Brano scelto
►

Silvia Becucci, Avvocato in Arezzo

Riflettendo ancora su finalità e regole distributive del concordato in continuità nella necessaria controluce del faro unionale, come degli insegnamenti della (nostra) Suprema Corte

9 Aprile 2024

Un recente saggio di S. Ambrosini ( Finalità del concordato preventivo e tipologie di piano: gli interessi protetti e lo “statuto” della continuità aziendale ,in ristrutturazioniaziendali.ilcaso.it , 10 marzo 2024), spinge  a tornare sull’ argomento del primato degli interessi:  la continuità d’impresa, sostenibile (come mirabilmente trattata da S. Pacchi in Sostenibilità, fattori ESG e crisi d’impresa, in ilcaso.it, 26.05.2023. V. anche, su un piano essenzialmente aziendalistico, R. Ranalli, Alcune riflessioni aziendalistiche sulla viability of the business della direttiva Insolvency, con particolare (ma non esclusivo) riguardo al concordato in continuità, in questa Rivista , 02.01.2023) o il miglior soddisfacimento del creditori?
 
L’ Autore sembra non aver dubbi: difatti, propugna, il permanere nel CCII della prevalenza del principio del miglior soddisfacimento dei creditori.
O più precisamente: di non deteriorita’ rispetto ai presumibili  esiti della Liquidazione Giudiziale.
 
Già in altra occasione  (v. sub [*] nel commento che segue) si è sostenuta la necessaria connessione che (anche) al riguardo  deve sussistere  con la Dir. Insolvency, cioè rispetto allo ‘spirito guida’ nell’ (emanazione e poi) esegesi delle norme del  CCII (v. S. Leuzzi, Il giudizio di omologazione del concordato preventivo: oggetto, regole, controlli in questa Rivista, 9.10.2023, che autorevolmente ci ricorda come le “norme codicistiche vanno, del resto, interpretate alla luce del diritto unionale").

Orbene, nella predetta occasione si era cercato di chiarire perché la tutela della viability rappresenti un, anzi, il mantra della normativa unionale.

Come, di  contro, a stare a più di una  disposizione ‘posta’ del CCII in materia di concordato preventivo, è tutt’altro che chiaro quale sia l’interesse tutelato in via primaria dalla normativa domestica (nonostante sia indubbio che la sostenibilità economica rappresenti comunque il baricentro anche del nostro  diritto concorsuale, tanto che tra i principi generali del CCII, in punto di adeguatezza degli assetti organizzativi, la rilevazione tempestiva della crisi d’impresa, è tarata - v. art. 3/2/b - sull’esigenza costante di “verificare la sostenibilità dei debiti e le prospettive di continuità aziendale”; S. Leuzzi, Il volto nuovo del concordato preventivo in continuità aziendale, in questa Rivista, 12.9.2022; v. anche R. Ranalli, op. cit.).

◄

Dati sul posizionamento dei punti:
►

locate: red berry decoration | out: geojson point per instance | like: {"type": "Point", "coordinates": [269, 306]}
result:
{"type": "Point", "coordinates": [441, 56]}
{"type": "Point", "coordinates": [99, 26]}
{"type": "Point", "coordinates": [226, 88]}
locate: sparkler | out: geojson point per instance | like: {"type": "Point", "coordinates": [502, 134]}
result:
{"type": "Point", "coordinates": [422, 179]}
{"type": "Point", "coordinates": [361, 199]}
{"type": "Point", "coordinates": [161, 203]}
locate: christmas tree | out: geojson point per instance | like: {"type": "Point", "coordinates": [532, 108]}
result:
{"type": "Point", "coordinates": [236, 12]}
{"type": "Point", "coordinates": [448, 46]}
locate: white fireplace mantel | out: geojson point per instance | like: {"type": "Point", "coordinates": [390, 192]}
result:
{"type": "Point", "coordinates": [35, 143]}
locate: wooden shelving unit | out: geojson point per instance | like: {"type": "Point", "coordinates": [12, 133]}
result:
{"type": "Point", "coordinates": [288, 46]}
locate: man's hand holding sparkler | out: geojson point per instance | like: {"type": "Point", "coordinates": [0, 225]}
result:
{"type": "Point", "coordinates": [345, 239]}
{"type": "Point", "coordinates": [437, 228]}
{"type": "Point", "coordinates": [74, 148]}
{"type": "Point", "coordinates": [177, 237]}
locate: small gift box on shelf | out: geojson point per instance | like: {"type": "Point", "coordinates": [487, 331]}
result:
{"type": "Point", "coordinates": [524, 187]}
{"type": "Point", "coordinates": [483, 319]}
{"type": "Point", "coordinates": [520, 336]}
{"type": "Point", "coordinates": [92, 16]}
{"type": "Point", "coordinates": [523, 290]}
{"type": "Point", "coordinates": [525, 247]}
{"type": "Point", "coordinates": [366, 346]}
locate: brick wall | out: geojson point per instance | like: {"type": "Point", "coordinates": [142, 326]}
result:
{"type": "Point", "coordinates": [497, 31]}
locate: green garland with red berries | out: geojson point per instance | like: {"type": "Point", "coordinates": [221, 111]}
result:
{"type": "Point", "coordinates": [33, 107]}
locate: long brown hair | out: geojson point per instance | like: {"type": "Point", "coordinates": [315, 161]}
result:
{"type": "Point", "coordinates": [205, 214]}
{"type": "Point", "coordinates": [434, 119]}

◄

Compito da svolgere
Secondo il brano scelto, in quale data è uscito il saggio di S. Ambrosini sulle finalità del concordato preventivo? Per questo lavoro i dati non servono.

Soluzione svolta
Il 10 marzo 2024.